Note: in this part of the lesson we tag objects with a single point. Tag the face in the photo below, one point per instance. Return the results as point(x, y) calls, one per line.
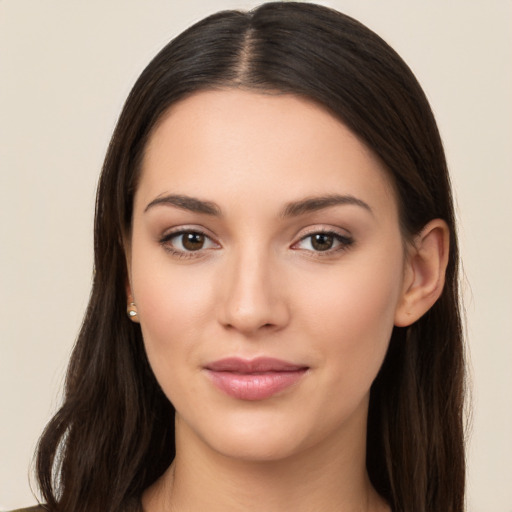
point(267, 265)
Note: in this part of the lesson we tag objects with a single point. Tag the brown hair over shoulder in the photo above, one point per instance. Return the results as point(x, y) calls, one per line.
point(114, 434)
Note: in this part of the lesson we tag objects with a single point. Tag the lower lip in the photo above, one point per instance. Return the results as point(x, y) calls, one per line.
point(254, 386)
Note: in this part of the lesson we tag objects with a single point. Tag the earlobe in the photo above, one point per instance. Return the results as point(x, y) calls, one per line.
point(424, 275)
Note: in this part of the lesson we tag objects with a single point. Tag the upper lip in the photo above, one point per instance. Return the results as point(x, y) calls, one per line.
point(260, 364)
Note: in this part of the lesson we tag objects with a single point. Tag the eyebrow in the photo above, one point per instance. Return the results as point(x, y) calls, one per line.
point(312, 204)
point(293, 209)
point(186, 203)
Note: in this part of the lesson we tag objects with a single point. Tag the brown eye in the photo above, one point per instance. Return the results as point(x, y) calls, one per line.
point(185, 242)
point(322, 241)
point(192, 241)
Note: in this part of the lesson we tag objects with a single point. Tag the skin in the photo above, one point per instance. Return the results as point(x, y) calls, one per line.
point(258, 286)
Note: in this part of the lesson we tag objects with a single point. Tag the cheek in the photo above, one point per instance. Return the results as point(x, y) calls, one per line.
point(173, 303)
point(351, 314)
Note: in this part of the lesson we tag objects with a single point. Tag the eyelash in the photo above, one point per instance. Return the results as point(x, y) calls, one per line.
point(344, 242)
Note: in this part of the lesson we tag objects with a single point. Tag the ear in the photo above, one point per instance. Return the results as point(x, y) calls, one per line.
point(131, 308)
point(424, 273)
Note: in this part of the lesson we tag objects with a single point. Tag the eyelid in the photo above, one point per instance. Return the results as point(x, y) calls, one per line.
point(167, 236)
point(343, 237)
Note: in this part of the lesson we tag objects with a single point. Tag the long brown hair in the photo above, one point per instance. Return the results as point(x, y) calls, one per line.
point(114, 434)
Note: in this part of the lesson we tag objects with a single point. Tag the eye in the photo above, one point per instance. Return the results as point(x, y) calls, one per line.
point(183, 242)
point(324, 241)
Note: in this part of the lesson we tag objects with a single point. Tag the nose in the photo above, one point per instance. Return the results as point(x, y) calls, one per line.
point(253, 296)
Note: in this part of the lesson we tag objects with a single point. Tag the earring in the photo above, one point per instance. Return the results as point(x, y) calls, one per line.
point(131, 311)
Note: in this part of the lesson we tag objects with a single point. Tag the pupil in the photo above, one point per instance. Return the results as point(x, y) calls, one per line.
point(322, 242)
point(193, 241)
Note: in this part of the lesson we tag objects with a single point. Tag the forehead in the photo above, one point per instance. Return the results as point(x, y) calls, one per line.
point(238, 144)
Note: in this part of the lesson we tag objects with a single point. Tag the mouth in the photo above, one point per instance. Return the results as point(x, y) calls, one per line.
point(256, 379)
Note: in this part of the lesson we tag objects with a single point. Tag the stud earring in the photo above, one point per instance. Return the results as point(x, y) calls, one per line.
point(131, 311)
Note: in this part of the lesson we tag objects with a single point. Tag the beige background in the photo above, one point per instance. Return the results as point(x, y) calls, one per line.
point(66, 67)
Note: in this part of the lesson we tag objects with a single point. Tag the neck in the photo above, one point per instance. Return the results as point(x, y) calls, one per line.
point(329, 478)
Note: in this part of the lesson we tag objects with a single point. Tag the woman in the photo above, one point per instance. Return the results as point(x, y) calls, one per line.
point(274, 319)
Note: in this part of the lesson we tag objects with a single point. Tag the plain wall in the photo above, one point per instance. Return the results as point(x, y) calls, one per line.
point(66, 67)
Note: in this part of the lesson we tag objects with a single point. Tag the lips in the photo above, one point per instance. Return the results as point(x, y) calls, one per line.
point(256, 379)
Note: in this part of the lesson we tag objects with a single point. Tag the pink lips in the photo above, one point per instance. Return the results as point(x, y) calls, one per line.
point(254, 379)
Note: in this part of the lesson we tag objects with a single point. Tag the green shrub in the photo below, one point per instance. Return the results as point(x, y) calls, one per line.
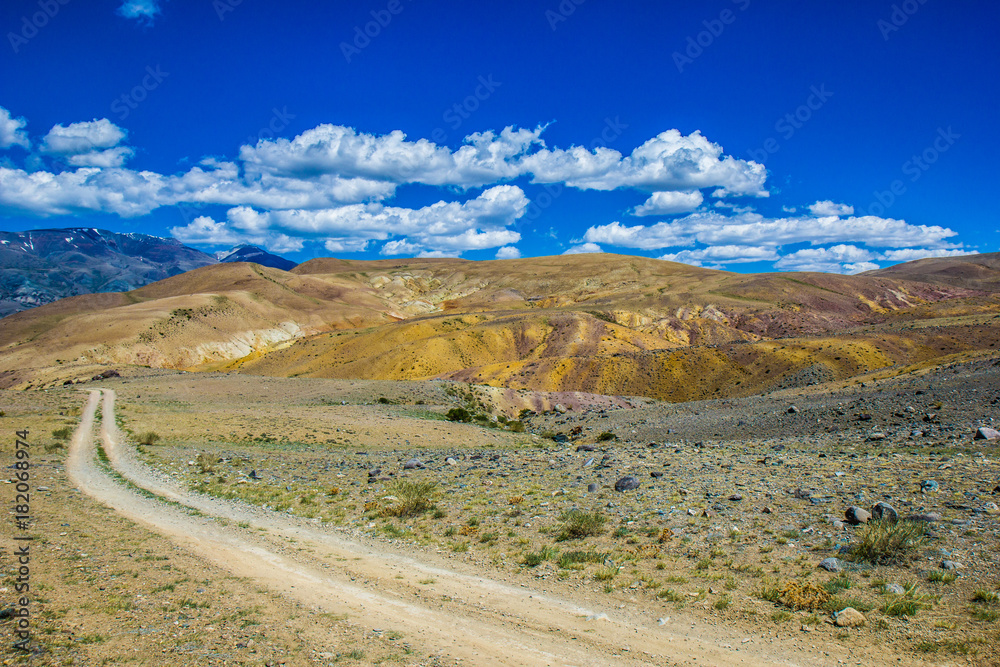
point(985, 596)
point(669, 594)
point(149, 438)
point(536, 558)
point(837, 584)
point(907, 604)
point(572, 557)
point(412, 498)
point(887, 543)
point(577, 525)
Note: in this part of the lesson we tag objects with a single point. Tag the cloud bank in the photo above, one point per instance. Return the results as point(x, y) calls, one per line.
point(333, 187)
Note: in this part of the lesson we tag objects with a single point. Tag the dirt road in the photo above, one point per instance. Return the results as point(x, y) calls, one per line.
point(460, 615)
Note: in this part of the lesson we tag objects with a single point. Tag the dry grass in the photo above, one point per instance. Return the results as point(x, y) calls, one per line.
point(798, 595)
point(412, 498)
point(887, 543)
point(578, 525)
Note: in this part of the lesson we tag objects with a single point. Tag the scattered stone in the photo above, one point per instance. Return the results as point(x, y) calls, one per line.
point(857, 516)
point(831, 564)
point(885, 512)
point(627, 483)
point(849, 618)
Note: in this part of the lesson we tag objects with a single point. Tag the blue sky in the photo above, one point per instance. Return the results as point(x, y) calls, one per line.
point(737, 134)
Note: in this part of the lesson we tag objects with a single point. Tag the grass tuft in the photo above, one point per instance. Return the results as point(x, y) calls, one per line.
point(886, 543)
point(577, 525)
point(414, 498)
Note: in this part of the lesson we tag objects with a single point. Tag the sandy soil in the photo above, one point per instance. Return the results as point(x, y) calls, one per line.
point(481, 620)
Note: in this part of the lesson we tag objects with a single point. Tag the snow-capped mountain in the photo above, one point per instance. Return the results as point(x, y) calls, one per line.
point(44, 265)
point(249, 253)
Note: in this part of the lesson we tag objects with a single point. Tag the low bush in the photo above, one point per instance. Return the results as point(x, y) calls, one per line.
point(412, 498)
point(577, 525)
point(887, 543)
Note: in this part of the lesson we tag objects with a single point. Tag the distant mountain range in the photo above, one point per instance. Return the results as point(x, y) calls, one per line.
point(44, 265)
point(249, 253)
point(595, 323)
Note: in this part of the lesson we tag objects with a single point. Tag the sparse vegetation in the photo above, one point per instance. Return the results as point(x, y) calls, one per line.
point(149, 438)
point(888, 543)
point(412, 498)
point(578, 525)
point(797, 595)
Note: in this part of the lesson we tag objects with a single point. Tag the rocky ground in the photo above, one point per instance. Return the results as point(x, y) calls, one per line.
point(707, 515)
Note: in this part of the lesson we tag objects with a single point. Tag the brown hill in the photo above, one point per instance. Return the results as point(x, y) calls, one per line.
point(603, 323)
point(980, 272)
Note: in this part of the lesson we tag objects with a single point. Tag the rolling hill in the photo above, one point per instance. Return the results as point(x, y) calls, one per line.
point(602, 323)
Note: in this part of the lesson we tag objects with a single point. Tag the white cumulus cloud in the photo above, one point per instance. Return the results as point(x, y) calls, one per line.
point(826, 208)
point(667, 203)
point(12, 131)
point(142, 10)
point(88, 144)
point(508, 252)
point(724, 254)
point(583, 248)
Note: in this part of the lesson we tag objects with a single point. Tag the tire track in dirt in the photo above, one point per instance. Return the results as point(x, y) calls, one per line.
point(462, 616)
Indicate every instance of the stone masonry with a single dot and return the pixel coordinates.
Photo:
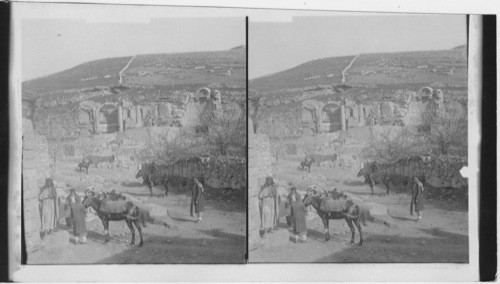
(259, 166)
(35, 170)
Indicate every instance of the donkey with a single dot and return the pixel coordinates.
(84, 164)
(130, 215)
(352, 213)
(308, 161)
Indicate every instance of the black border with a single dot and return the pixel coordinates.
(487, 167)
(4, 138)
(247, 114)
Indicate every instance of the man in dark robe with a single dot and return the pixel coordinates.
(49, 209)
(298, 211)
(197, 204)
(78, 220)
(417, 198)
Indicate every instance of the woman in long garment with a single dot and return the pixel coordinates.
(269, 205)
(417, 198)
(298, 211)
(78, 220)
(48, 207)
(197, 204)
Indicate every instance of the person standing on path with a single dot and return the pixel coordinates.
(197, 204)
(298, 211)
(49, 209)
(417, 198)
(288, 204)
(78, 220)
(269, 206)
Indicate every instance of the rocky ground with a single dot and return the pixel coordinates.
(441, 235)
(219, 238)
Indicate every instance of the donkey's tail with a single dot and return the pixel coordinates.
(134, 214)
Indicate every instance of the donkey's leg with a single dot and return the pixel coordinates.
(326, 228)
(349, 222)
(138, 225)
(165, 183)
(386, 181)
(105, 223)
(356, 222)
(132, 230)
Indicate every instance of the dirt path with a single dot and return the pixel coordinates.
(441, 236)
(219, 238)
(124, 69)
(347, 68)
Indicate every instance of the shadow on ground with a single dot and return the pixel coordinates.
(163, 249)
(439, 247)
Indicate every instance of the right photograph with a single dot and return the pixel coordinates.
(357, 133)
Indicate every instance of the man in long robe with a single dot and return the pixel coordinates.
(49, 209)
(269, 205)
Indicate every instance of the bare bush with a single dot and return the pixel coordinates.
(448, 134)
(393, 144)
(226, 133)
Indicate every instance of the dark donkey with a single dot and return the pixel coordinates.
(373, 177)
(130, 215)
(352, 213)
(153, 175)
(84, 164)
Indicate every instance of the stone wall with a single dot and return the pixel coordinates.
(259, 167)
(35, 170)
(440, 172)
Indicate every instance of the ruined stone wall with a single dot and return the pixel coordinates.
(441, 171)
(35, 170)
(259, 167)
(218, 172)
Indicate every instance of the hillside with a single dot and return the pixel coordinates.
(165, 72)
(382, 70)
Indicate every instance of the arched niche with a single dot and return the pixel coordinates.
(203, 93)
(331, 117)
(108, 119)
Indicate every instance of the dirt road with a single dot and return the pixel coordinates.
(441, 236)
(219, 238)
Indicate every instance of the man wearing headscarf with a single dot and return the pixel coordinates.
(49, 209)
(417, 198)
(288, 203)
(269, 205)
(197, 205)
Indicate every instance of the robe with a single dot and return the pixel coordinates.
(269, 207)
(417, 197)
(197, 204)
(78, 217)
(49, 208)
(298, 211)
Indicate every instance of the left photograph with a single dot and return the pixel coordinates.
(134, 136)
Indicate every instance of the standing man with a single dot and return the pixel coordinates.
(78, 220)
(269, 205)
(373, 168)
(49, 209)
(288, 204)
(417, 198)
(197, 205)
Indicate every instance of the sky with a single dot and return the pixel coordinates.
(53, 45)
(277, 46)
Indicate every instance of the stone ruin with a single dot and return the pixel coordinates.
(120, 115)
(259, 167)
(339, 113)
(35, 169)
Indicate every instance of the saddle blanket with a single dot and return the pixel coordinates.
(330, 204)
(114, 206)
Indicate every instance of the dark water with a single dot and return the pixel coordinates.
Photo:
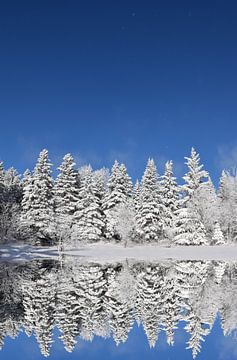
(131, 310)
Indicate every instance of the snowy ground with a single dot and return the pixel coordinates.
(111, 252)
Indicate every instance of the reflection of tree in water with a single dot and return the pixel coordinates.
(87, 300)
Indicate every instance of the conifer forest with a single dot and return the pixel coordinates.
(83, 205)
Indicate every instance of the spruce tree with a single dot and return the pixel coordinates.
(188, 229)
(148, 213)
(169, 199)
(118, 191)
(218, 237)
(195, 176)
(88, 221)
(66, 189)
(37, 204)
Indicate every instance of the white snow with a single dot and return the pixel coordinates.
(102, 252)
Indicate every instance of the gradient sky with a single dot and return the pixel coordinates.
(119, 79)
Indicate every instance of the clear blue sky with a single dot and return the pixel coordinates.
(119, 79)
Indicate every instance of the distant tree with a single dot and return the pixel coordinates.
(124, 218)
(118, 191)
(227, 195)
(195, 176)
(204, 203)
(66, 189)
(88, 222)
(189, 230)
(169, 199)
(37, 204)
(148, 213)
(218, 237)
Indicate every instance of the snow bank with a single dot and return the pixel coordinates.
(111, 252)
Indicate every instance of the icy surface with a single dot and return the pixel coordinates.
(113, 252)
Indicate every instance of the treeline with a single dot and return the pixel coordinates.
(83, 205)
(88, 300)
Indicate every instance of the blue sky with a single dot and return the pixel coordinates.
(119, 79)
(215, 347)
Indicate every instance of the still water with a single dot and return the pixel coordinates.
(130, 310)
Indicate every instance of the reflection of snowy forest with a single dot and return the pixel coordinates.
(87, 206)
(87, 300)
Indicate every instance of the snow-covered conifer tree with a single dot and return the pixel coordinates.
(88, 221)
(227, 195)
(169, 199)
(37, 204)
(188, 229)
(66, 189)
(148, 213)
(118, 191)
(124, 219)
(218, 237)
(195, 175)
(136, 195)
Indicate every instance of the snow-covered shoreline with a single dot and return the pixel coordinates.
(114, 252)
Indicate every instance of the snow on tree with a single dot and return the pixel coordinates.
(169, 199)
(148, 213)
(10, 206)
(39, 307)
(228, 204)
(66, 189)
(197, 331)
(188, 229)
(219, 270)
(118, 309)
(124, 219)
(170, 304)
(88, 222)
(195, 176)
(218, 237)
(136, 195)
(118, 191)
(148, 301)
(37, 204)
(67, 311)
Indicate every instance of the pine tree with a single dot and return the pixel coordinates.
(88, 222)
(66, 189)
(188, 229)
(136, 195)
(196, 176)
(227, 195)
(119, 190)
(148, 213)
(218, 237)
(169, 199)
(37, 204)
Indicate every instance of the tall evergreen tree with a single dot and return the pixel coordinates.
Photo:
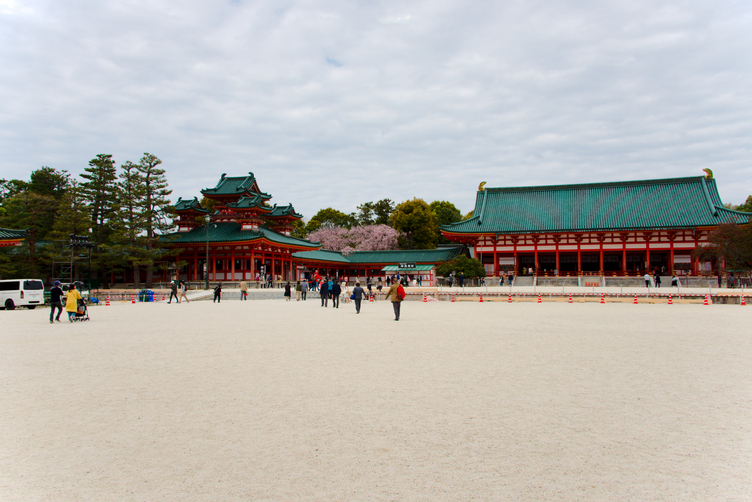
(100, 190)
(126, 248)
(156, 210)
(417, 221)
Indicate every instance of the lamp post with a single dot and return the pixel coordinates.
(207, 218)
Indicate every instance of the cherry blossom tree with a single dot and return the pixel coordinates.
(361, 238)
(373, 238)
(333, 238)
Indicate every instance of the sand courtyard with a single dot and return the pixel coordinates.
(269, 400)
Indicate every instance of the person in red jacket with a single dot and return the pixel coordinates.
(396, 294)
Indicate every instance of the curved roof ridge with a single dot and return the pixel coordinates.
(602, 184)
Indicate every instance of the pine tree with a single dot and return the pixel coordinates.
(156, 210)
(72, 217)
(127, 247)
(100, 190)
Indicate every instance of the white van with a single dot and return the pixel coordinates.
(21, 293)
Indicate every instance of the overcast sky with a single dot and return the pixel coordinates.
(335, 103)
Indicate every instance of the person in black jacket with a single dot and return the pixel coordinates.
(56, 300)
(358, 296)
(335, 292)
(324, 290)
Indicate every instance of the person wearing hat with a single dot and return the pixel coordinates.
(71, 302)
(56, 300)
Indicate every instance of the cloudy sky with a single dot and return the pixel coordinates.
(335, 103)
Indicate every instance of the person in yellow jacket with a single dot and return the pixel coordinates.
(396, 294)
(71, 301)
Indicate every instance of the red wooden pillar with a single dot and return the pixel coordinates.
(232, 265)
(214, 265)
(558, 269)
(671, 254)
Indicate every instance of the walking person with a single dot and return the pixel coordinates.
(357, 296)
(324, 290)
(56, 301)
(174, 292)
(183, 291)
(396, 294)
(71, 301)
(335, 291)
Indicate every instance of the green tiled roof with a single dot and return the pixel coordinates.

***

TASK REQUIREMENTS: Start at the line with "Indicate every instance of the red". Give that line and every line after it again, word for word, through the last line above.

TASK SOLUTION:
Indicate every instance of the red wooden pillar with a single dot and return the pixel coordinates.
(232, 265)
(214, 265)
(558, 269)
(671, 254)
Indicate every instance of the walking person with a single dot and return the pixel coordinates.
(357, 296)
(324, 290)
(56, 301)
(174, 292)
(183, 291)
(396, 294)
(71, 301)
(335, 291)
Indicate every instance of the green tiled roof with a single dot and return the pixel coordinates.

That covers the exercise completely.